[START]

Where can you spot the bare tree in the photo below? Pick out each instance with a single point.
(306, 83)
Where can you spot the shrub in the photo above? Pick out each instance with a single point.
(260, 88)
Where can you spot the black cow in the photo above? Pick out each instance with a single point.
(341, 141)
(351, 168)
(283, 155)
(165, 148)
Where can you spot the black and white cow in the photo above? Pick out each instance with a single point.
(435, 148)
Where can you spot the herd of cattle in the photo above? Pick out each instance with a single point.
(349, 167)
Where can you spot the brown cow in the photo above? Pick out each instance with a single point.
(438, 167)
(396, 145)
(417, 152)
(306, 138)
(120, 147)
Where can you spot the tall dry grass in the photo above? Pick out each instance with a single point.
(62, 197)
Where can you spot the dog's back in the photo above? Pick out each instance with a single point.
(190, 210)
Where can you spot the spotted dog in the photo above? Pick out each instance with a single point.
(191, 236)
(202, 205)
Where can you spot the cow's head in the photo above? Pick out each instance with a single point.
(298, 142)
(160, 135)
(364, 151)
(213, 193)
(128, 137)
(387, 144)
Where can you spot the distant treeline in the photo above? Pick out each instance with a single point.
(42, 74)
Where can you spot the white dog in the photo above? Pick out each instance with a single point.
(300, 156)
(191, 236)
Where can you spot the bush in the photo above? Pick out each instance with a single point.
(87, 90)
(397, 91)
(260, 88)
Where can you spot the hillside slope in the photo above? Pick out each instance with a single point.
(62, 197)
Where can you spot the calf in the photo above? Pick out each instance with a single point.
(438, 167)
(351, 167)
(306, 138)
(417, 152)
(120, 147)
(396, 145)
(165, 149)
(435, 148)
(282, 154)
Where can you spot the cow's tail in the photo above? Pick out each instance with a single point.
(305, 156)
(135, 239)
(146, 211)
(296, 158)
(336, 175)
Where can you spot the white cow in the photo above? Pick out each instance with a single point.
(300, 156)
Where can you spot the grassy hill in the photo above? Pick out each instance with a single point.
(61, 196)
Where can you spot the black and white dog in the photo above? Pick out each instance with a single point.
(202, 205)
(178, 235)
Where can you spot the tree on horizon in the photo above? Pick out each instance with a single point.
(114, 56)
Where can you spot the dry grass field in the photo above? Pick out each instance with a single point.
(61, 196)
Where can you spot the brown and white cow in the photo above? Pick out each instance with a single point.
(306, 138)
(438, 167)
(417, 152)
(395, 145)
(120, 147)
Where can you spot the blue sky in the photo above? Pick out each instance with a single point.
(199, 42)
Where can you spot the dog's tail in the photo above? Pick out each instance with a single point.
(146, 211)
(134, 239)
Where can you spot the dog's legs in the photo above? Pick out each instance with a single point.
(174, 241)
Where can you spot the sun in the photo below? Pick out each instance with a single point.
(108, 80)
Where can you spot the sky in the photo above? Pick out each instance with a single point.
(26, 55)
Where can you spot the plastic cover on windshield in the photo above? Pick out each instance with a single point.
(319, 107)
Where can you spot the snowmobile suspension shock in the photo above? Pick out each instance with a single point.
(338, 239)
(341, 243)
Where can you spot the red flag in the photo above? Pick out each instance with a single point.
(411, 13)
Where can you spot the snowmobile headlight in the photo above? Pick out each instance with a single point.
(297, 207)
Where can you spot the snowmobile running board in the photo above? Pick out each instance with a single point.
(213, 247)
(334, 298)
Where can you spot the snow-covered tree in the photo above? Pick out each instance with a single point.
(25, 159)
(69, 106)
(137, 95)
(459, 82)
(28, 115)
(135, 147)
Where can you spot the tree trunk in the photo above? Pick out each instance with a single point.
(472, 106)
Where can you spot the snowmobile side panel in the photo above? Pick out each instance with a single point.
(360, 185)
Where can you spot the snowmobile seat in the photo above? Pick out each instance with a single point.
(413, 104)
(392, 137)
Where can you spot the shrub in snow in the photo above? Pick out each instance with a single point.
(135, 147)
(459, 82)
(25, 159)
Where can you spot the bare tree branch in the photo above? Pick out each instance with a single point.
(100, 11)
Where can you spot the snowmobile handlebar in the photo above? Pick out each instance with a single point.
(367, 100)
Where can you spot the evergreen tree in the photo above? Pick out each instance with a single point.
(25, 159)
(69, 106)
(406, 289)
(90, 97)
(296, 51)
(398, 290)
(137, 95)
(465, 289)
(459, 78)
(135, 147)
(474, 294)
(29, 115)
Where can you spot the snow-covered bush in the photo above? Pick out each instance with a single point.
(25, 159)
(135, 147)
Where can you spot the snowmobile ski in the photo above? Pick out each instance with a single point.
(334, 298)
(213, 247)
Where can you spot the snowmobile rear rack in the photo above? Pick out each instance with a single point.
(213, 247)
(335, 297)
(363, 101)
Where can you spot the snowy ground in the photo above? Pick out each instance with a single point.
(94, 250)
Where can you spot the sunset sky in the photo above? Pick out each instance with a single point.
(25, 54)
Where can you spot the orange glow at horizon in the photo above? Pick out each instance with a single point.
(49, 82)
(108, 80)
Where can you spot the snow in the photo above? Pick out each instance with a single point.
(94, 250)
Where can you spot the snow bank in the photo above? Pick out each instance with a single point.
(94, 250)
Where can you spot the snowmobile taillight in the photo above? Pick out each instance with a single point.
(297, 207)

[END]

YOUR GOAL. Arrange all the entries above as a numbered list, leaving out any blank lines.

SOLUTION.
1. Where can you spot the bare tree in the photo below? Pick out each instance with a single point.
2. (306, 83)
3. Where can you spot the shrub in the photo above? Pick out each instance with a single point.
4. (260, 88)
5. Where can you spot the black cow in the photo above? Pick out each instance with a single point.
6. (341, 141)
7. (351, 168)
8. (283, 155)
9. (165, 148)
10. Where can you spot the black and white cow in the photo above? Pick out each instance with a single point.
11. (435, 148)
12. Where can you spot the herd of cattle in the photo above? Pick out each instance with a single point.
13. (349, 167)
14. Where can you spot the brown cow in the photo above? Pick out each instance with a single point.
15. (438, 167)
16. (396, 145)
17. (417, 152)
18. (306, 138)
19. (120, 147)
20. Where can you spot the tall dry grass in the photo above? Pick out each instance with a single point.
21. (62, 197)
22. Where can you spot the dog's back in the photo above? Pick out each instance with a single point.
23. (190, 210)
24. Where can you spot the spotted dog in the photo above? Pick out each instance with a single point.
25. (191, 236)
26. (202, 205)
27. Where can you spot the cow's head in the photo above? Pick out each instance with a single point.
28. (298, 142)
29. (160, 135)
30. (364, 151)
31. (213, 193)
32. (128, 137)
33. (387, 144)
34. Where can you spot the distant treeline in the photo above? Pick out each instance with a single point.
35. (42, 74)
36. Where can you spot the white dog in the photo above? Pick out each instance with a single point.
37. (300, 156)
38. (191, 236)
39. Where can you spot the bush in the photo above? Pick out each instance with a single point.
40. (87, 90)
41. (397, 91)
42. (260, 88)
43. Where can you spot the hillside slope in the photo above? Pick out each instance with a single point.
44. (62, 197)
45. Where can you spot the calf in the photo above? Pick out each instance with a single point.
46. (438, 167)
47. (351, 167)
48. (306, 138)
49. (417, 152)
50. (120, 147)
51. (396, 145)
52. (165, 149)
53. (435, 148)
54. (282, 154)
55. Where can you spot the cow's tail in the photo above? Pick out each instance with a single point.
56. (305, 156)
57. (135, 239)
58. (146, 211)
59. (296, 158)
60. (336, 175)
61. Where can you spot the white cow in the photo above? Pick out each instance with a single point.
62. (300, 156)
63. Where can you spot the grassy hill in the photo above? Pick out each instance with a single point.
64. (61, 196)
65. Where can you spot the black and white dog in the photo above? Pick out each instance with a single point.
66. (202, 205)
67. (178, 235)
68. Where can you spot the tree on horizon in the photo above? Pick out each instance with a single point.
69. (114, 56)
70. Where can you spot the dry grass field in the photo above? Pick out each instance with a single point.
71. (61, 196)
72. Where can you spot the brown and white cow in the photo above? Pick out each instance with a single point.
73. (306, 138)
74. (438, 167)
75. (417, 152)
76. (395, 145)
77. (120, 147)
78. Where can you spot the blue sky in the photo above? Pick out each instance with a single point.
79. (199, 42)
80. Where can you spot the dog's tail in the photo above? Pick out each instance with a single point.
81. (146, 211)
82. (134, 239)
83. Where can you spot the dog's legs in the photo above? Pick out each instance with a single point.
84. (174, 241)
85. Where can you spot the sun in the photo below? Pick out each instance with a single point.
86. (108, 80)
87. Where can you spot the sky in the photo above? Pick out each instance with a single point.
88. (26, 55)
89. Where can you spot the plastic cover on windshield in the photo above? Pick out each instance with a single point.
90. (319, 107)
91. Where can you spot the snowmobile suspension shock in the photo above? Pick out each instance with a single point.
92. (338, 239)
93. (341, 243)
94. Where can you spot the red flag in the photo above? Pick out each instance with a single point.
95. (411, 13)
96. Where can you spot the snowmobile headlight in the photo above? Pick out each instance with a single point.
97. (297, 207)
98. Where can you spot the snowmobile running board in the photo above? Pick out each instance with a single point.
99. (213, 247)
100. (334, 298)
101. Where can you spot the snow-covered tree in the photo above? Pick out each instance with a single point.
102. (25, 159)
103. (69, 106)
104. (137, 95)
105. (459, 82)
106. (28, 115)
107. (135, 147)
108. Where can you spot the tree trunk in the photo above? Pick out each instance with a single point.
109. (472, 106)
110. Where can you spot the snowmobile side panel in the photo above? Pick out each instance with a single point.
111. (360, 185)
112. Where can you spot the snowmobile seat in the photo above? Pick out each instance with a single point.
113. (413, 104)
114. (392, 137)
115. Where can you spot the shrub in snow in the photo above? Pick out each instance with a single point.
116. (135, 147)
117. (459, 82)
118. (25, 159)
119. Where can you spot the bare tree branch in the photo above? Pick out each instance with a single point.
120. (100, 11)
121. Where can you spot the snowmobile handlebar in the photo above? Pick out each instance with a single point.
122. (367, 100)
123. Where can you spot the evergreen tree in the photo above? Pick out each instance with a single point.
124. (25, 159)
125. (69, 106)
126. (406, 289)
127. (90, 97)
128. (296, 51)
129. (398, 290)
130. (137, 95)
131. (465, 289)
132. (459, 78)
133. (135, 147)
134. (474, 294)
135. (29, 115)
136. Where can you spot the snow-covered bush in the photo above? Pick out each instance with a single point.
137. (25, 159)
138. (135, 147)
139. Where can you spot the snowmobile ski in the photo above? Pick out each instance with a single point.
140. (334, 298)
141. (213, 247)
142. Where can you spot the snowmobile rear rack in the photo above? Pick out each instance with a single point.
143. (213, 247)
144. (335, 297)
145. (363, 101)
146. Where can you spot the snowy ground in the photo above? Pick out each instance with a single point.
147. (94, 250)
148. Where can you spot the sunset sky in the photo above? Pick out each instance with a single point.
149. (25, 54)
150. Where can you spot the orange glow at horizon in the photo above? Pick out each instance with a single point.
151. (49, 82)
152. (108, 80)
153. Where can you spot the snow in the photo above? Pick out each instance with a single point.
154. (94, 250)
155. Where can you spot the snow bank in the photo above? Pick out each instance with a single point.
156. (94, 250)
157. Where can you spot the snowmobile taillight in the photo above? Pick out each instance with a single point.
158. (297, 207)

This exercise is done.